* _Stated exercise_:
Pull out every line in the records below that contains the string "leaf". Case counts.
------ Given data
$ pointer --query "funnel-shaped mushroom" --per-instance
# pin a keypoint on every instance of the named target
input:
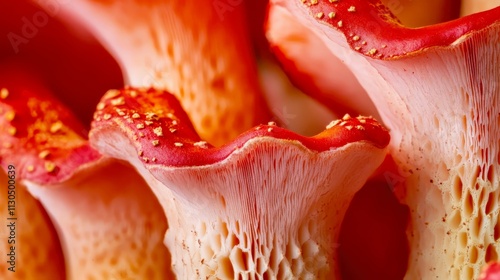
(186, 47)
(267, 205)
(109, 223)
(437, 88)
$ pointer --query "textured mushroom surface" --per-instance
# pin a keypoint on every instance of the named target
(109, 223)
(268, 204)
(439, 96)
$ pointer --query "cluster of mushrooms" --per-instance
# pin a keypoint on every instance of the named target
(192, 167)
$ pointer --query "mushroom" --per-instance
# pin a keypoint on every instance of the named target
(186, 48)
(23, 256)
(491, 272)
(267, 205)
(439, 95)
(109, 223)
(313, 68)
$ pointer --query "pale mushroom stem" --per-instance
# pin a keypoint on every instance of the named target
(440, 96)
(109, 223)
(268, 214)
(266, 206)
(198, 50)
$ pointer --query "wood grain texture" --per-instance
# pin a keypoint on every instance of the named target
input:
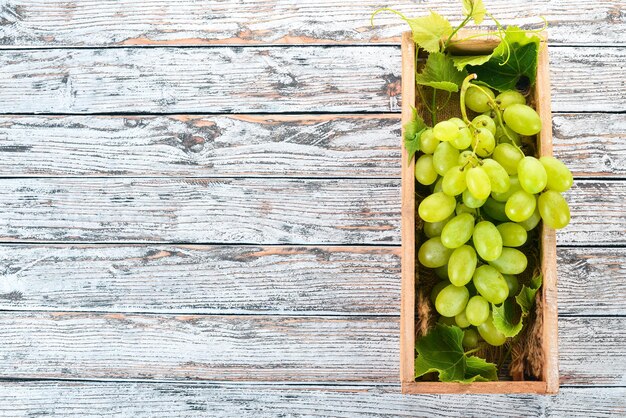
(259, 211)
(263, 211)
(257, 348)
(201, 279)
(196, 146)
(291, 79)
(45, 23)
(96, 399)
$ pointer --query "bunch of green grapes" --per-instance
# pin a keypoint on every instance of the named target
(486, 198)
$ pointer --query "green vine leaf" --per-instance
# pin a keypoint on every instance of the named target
(440, 73)
(508, 318)
(514, 58)
(441, 351)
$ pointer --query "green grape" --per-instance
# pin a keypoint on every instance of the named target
(458, 231)
(511, 261)
(514, 187)
(512, 282)
(470, 338)
(451, 300)
(463, 140)
(433, 254)
(530, 223)
(490, 284)
(520, 206)
(487, 241)
(483, 142)
(454, 181)
(436, 289)
(522, 119)
(553, 209)
(477, 99)
(559, 177)
(471, 201)
(490, 333)
(513, 235)
(463, 208)
(498, 177)
(461, 320)
(461, 265)
(478, 183)
(532, 176)
(495, 210)
(507, 136)
(433, 229)
(445, 157)
(509, 97)
(445, 130)
(436, 207)
(508, 157)
(484, 122)
(477, 310)
(424, 171)
(428, 142)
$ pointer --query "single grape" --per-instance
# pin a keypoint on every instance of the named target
(454, 181)
(478, 183)
(487, 241)
(511, 261)
(559, 177)
(522, 119)
(451, 300)
(461, 265)
(436, 207)
(428, 142)
(520, 206)
(508, 157)
(509, 97)
(458, 231)
(490, 333)
(471, 201)
(532, 176)
(513, 235)
(490, 284)
(477, 99)
(498, 177)
(483, 142)
(484, 122)
(553, 209)
(470, 338)
(433, 254)
(477, 310)
(445, 130)
(445, 157)
(424, 171)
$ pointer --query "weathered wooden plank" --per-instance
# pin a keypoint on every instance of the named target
(293, 79)
(201, 279)
(87, 399)
(201, 146)
(259, 211)
(45, 23)
(253, 348)
(264, 211)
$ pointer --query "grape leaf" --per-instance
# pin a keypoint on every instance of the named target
(428, 30)
(440, 73)
(441, 351)
(508, 318)
(412, 134)
(475, 9)
(507, 65)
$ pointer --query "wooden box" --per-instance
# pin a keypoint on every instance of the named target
(549, 382)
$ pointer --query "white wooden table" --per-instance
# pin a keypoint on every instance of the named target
(200, 205)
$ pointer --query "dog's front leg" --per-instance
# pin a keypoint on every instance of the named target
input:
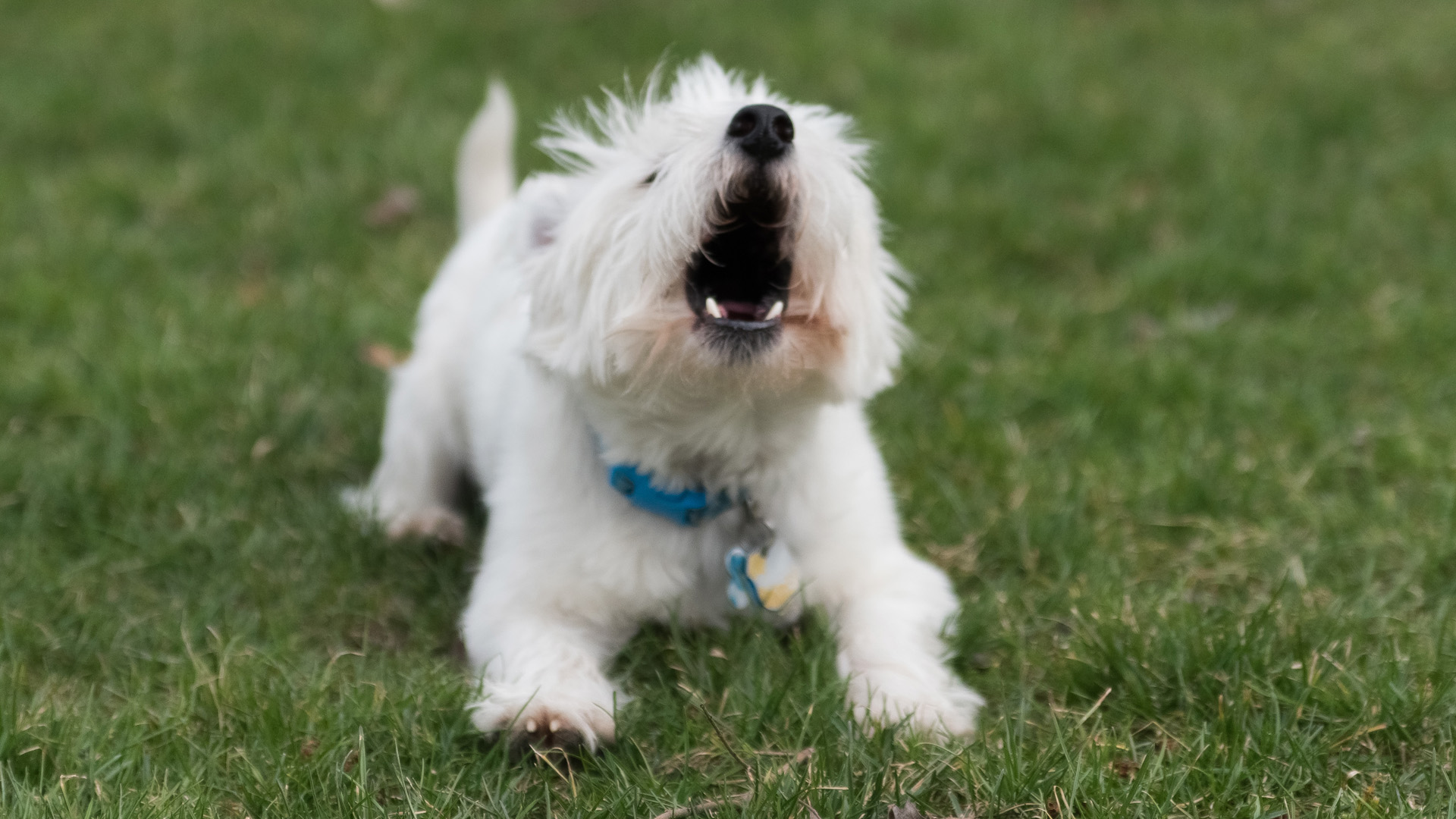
------------
* _Response_:
$ pointer --query "green vine leaf" --per-instance
$ pointer --query "grape leaf" --per-instance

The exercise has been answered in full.